## [The task]
Please print every line of the records below verbatim, leaving the pictures out.

## [Input data]
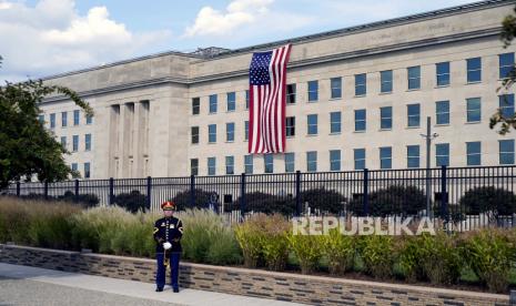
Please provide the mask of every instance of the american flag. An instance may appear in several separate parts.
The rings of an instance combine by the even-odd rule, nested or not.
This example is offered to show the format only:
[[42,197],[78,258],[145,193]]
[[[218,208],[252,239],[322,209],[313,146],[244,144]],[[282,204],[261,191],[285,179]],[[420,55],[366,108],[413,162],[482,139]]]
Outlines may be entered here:
[[249,153],[285,151],[286,63],[291,45],[255,52],[249,70]]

## [Finished exercise]
Please provide the mask of every instance of the american flag. An instance may appear in several separate parts.
The rings of an instance combine by the even-odd rule, nested or not.
This example is offered to show the format only:
[[42,197],[78,258],[145,193]]
[[[218,208],[252,239],[322,209],[313,146],[244,144]],[[282,204],[261,191],[285,179]],[[420,55],[366,108],[413,162],[482,139]]]
Outlines may be entered here:
[[249,153],[285,151],[286,63],[291,45],[255,52],[249,70]]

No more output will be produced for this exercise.